### WHAT TO PRODUCE
Within the listing, each line that has the string "below" should be copied.
------------------------------
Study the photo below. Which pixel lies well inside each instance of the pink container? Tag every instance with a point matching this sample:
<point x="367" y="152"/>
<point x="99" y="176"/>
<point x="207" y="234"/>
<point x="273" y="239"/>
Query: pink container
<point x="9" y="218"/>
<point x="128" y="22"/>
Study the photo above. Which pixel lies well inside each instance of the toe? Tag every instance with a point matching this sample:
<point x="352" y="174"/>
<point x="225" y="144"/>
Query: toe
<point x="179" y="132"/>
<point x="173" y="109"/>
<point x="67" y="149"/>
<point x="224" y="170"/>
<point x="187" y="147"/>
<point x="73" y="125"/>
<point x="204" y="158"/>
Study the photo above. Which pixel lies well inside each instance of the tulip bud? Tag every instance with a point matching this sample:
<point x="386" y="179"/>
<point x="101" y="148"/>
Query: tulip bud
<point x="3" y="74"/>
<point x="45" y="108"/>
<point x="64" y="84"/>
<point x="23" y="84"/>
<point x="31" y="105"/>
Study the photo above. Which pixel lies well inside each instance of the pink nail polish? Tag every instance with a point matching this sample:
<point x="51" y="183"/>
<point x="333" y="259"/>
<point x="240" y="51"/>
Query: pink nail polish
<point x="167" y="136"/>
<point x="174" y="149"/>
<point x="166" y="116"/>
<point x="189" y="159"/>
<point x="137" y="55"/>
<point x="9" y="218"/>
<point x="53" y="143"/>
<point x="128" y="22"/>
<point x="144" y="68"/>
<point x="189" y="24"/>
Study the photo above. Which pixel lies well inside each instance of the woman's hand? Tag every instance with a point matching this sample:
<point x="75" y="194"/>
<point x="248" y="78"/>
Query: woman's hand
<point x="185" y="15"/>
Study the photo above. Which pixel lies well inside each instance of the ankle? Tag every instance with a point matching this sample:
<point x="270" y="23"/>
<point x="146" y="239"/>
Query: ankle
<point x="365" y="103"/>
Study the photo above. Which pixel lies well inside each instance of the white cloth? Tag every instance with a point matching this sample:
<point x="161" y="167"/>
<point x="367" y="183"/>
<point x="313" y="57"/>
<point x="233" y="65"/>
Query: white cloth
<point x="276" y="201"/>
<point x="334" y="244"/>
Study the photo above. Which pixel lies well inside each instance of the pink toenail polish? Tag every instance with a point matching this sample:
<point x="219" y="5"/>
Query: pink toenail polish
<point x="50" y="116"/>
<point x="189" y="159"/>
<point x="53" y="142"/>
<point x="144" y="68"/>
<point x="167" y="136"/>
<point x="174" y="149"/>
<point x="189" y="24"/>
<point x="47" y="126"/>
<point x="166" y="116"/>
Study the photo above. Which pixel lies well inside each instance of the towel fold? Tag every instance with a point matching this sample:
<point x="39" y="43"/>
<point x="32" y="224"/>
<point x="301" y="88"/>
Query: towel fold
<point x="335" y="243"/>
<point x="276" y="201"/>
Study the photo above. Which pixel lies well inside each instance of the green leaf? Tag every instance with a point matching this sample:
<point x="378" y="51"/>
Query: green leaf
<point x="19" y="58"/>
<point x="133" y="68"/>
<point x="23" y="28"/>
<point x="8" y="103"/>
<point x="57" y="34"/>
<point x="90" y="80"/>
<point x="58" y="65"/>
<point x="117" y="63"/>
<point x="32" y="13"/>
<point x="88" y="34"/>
------------------------------
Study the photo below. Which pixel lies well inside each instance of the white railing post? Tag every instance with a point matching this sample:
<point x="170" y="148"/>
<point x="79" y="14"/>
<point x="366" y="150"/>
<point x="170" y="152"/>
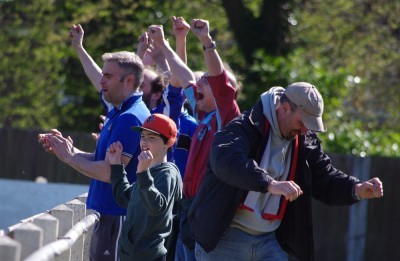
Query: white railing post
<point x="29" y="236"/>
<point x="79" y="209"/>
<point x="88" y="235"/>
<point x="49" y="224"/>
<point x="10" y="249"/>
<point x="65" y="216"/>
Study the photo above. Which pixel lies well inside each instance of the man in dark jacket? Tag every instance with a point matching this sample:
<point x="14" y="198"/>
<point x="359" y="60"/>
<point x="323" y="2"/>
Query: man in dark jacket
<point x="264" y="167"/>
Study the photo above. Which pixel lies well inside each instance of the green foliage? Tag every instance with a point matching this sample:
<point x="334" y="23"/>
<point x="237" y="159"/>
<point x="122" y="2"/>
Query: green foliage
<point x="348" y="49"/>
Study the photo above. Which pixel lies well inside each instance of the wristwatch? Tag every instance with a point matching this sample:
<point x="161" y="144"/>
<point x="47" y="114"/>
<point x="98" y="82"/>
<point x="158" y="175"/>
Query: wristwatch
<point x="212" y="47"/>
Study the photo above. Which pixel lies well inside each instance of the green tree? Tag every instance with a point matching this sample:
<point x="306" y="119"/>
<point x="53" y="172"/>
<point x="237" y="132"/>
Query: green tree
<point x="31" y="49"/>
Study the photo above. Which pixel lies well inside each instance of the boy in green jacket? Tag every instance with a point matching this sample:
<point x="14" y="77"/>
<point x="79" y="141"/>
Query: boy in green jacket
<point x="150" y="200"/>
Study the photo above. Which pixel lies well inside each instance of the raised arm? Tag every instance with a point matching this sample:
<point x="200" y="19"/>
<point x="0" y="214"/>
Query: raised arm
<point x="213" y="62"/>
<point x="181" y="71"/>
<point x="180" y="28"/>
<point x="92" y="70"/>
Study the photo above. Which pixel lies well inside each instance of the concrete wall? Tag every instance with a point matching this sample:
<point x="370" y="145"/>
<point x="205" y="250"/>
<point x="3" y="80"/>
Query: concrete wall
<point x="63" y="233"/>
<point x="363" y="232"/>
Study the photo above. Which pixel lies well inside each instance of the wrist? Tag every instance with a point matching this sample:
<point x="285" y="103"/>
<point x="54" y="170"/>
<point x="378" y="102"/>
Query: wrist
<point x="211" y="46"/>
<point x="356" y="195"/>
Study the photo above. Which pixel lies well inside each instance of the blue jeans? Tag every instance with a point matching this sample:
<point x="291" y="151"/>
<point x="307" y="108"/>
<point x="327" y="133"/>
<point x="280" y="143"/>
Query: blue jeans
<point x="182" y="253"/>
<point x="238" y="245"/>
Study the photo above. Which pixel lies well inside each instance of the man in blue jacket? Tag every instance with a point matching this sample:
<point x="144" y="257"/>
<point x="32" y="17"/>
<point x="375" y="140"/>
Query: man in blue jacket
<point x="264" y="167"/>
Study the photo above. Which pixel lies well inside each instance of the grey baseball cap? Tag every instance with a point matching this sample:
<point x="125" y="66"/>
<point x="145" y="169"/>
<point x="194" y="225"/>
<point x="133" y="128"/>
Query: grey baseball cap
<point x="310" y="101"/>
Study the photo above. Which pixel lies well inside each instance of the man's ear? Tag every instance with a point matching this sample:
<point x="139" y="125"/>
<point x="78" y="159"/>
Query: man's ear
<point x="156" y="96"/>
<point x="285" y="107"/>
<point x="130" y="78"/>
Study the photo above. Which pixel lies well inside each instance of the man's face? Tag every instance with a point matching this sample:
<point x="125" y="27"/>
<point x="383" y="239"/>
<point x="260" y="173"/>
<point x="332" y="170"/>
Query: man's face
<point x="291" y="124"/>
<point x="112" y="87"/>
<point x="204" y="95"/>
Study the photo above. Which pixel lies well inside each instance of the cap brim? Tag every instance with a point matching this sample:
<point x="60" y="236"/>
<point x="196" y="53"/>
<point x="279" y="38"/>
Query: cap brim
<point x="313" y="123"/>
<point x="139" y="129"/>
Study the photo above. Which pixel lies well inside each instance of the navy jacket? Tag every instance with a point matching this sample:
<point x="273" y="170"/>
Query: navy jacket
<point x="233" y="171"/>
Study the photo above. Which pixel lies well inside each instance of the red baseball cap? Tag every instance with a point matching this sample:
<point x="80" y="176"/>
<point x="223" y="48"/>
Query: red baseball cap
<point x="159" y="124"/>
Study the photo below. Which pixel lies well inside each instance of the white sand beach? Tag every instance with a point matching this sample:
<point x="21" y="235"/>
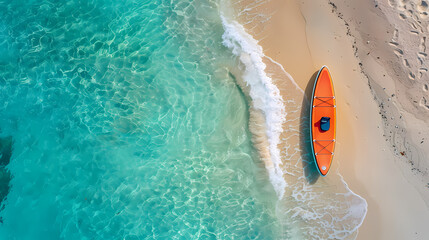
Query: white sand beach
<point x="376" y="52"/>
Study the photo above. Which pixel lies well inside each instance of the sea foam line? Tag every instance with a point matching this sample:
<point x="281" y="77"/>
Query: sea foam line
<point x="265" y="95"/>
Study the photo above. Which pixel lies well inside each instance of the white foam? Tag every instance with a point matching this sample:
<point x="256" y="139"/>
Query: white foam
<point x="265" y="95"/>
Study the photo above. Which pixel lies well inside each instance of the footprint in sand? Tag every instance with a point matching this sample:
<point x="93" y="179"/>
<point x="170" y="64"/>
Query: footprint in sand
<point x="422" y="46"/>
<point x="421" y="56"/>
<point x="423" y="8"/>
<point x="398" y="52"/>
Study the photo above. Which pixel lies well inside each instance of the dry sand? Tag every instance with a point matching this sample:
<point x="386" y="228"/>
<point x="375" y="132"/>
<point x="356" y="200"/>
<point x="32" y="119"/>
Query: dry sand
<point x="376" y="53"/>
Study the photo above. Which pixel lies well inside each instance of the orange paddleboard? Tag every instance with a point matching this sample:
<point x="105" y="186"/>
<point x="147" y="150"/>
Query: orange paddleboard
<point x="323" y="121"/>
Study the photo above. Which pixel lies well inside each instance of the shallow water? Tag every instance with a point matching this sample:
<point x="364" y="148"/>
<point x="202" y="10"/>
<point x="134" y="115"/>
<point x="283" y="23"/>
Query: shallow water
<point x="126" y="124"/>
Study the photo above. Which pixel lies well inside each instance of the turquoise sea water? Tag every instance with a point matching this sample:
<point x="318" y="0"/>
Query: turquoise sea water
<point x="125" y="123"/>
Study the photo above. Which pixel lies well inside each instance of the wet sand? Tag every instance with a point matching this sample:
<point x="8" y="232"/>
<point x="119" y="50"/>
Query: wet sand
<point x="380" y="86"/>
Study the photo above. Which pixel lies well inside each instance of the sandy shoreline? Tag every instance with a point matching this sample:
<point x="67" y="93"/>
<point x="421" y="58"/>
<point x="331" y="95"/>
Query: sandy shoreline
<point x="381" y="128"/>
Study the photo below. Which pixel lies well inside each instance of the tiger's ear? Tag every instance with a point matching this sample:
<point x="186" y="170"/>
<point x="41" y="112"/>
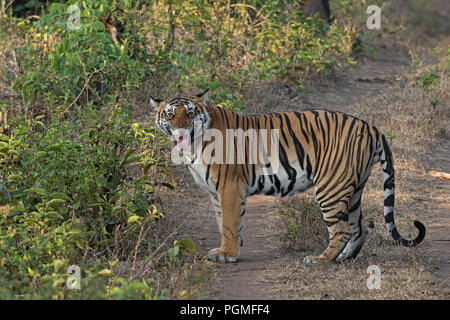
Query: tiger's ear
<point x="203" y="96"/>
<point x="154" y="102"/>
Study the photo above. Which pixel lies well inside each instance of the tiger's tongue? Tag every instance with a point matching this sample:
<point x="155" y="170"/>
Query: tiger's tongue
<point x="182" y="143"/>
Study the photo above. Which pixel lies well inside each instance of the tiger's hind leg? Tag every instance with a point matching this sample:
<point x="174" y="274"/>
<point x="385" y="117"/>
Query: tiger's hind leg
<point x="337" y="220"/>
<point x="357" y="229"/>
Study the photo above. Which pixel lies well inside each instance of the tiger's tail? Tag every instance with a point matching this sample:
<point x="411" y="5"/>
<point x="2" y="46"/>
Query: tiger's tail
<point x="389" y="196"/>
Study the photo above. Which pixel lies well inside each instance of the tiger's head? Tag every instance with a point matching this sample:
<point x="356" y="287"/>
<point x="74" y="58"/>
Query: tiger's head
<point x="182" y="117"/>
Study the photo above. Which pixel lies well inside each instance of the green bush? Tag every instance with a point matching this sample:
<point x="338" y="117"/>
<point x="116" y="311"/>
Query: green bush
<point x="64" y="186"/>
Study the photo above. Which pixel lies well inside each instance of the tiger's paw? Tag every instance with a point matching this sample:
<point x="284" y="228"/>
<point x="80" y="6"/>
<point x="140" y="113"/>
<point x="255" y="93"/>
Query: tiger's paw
------------------------------
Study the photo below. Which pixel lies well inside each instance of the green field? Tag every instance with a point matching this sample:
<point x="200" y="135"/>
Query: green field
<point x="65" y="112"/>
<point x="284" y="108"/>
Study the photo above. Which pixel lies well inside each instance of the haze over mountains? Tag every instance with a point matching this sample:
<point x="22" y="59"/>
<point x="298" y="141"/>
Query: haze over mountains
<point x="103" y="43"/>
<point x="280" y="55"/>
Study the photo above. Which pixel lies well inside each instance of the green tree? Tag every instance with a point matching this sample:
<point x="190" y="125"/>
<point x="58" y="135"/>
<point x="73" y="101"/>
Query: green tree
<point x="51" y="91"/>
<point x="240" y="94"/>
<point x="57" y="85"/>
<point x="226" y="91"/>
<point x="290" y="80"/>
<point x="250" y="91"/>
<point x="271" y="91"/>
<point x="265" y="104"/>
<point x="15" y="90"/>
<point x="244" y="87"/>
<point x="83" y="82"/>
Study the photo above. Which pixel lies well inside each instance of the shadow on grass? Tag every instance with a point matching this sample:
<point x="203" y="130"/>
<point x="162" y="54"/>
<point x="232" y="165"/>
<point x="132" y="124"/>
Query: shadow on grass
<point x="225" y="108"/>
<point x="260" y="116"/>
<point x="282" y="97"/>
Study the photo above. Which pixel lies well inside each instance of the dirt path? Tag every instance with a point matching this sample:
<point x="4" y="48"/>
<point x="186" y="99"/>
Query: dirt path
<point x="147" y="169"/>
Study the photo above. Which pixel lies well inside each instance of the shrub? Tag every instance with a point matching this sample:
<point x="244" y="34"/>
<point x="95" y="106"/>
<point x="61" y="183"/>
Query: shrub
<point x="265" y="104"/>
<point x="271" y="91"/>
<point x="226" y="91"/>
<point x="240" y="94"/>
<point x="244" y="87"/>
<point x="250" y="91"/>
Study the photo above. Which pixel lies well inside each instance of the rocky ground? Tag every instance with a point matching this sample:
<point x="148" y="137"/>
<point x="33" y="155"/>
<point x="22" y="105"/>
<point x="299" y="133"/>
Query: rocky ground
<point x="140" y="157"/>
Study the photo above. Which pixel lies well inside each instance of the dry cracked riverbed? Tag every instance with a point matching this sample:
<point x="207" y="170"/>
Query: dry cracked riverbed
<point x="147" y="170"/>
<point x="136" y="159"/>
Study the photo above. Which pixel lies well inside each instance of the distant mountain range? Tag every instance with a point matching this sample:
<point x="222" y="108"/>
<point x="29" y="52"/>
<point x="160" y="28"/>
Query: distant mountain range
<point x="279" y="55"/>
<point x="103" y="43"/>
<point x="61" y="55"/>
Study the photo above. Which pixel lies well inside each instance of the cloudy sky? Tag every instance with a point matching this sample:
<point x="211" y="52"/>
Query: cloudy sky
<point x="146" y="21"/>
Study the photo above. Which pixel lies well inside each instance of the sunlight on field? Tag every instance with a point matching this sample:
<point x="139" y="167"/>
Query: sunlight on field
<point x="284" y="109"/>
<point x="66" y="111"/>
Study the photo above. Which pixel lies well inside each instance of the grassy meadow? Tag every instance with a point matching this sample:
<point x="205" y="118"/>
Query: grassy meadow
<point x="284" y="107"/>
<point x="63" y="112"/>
------------------------------
### PROBLEM SOLUTION
Study the photo below. Which pixel lies well inside each instance of the pink container? Tag every instance with a point matching this sample:
Study the photo below. Which pixel lies well inside each instance of the white railing post? Tag every instance with a point matching this sample:
Study the photo below. Which pixel lies well inside each instance of the white sand beach? Tag every instance with a point matching this sample:
Study the photo below. Which pixel lies well inside each instance of the tiger's ear? Tag every instance with a point matching this sample:
Study the photo below. Which pixel lies well inside each instance of the green field? Tag every instance with a point matching this sample:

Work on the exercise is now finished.